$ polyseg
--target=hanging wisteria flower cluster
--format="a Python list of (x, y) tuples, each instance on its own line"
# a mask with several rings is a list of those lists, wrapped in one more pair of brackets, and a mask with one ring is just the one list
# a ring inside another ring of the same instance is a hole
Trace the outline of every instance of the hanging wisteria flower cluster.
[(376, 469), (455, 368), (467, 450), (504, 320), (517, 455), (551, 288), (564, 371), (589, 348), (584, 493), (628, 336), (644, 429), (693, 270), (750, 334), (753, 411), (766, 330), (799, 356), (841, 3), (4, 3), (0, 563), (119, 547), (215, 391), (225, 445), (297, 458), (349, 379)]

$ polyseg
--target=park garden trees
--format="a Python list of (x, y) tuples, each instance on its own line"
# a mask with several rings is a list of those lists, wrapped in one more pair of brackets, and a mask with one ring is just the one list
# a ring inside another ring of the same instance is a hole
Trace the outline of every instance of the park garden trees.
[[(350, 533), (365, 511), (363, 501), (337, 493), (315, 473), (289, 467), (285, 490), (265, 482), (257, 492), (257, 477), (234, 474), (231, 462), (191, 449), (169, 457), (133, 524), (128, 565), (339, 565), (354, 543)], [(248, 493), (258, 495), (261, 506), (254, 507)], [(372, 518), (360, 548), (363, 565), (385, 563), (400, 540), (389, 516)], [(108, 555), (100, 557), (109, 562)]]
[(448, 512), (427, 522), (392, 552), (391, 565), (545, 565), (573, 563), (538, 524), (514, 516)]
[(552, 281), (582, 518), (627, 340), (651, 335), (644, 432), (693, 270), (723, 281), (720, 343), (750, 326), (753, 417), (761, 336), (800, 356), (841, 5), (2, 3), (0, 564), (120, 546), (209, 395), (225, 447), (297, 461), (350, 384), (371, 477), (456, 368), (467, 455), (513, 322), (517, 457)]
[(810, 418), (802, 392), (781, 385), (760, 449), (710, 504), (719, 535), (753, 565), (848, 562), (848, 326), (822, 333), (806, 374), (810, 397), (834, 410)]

============================================================

What you are asked to do:
Put each of the entries above into its own row of a two-column CSV headed instruction,response. The instruction column holds the entry's text and the response column holds its answer, each in a single quoted field with line breaks replaced by spaces.

Answer for the task:
instruction,response
"$ polyseg --target=hanging wisteria flower cluster --format=""a Python list of (x, y) tuples, each instance on its own line"" # a mask with several rings is a list of those lists, wrapped in one more pair of brackets, and a mask with one ring is just the one list # a ring inside another ring of the same instance is a hole Trace the outline of every instance of the hanging wisteria flower cluster.","[(376, 469), (455, 368), (467, 450), (504, 320), (517, 455), (551, 288), (564, 371), (589, 348), (584, 493), (628, 336), (644, 429), (693, 270), (750, 334), (753, 411), (766, 330), (799, 356), (841, 3), (4, 3), (0, 563), (119, 547), (215, 391), (225, 445), (297, 458), (349, 379)]"
"$ polyseg --target=park garden trees --format=""a Python list of (x, y) tuples, each instance on its own line"" # a mask with several rings is a list of those lists, wrapped in one more pair of brackets, and a mask with one ring is just the one list # a ring inside another ring of the same instance is a hole Trace the outline of every instance of the park garden trees.","[[(350, 533), (365, 511), (363, 501), (337, 493), (315, 473), (289, 467), (285, 490), (265, 482), (257, 492), (257, 477), (234, 474), (231, 462), (191, 449), (169, 457), (133, 524), (128, 565), (339, 565), (354, 543)], [(248, 493), (258, 495), (261, 506), (254, 507)], [(372, 518), (360, 548), (363, 565), (385, 563), (400, 540), (389, 516)], [(108, 555), (100, 557), (109, 562)]] [(448, 512), (427, 522), (392, 552), (391, 565), (545, 565), (573, 563), (538, 524), (514, 516)] [(552, 281), (582, 518), (627, 340), (651, 335), (644, 432), (693, 270), (723, 281), (720, 343), (750, 326), (753, 417), (761, 336), (800, 356), (841, 5), (2, 3), (0, 564), (120, 546), (209, 395), (225, 447), (297, 461), (350, 384), (371, 477), (456, 368), (467, 455), (513, 322), (517, 457)] [(810, 418), (802, 392), (781, 385), (760, 449), (710, 504), (719, 535), (753, 565), (848, 562), (848, 326), (822, 333), (806, 374), (810, 397), (834, 410)]"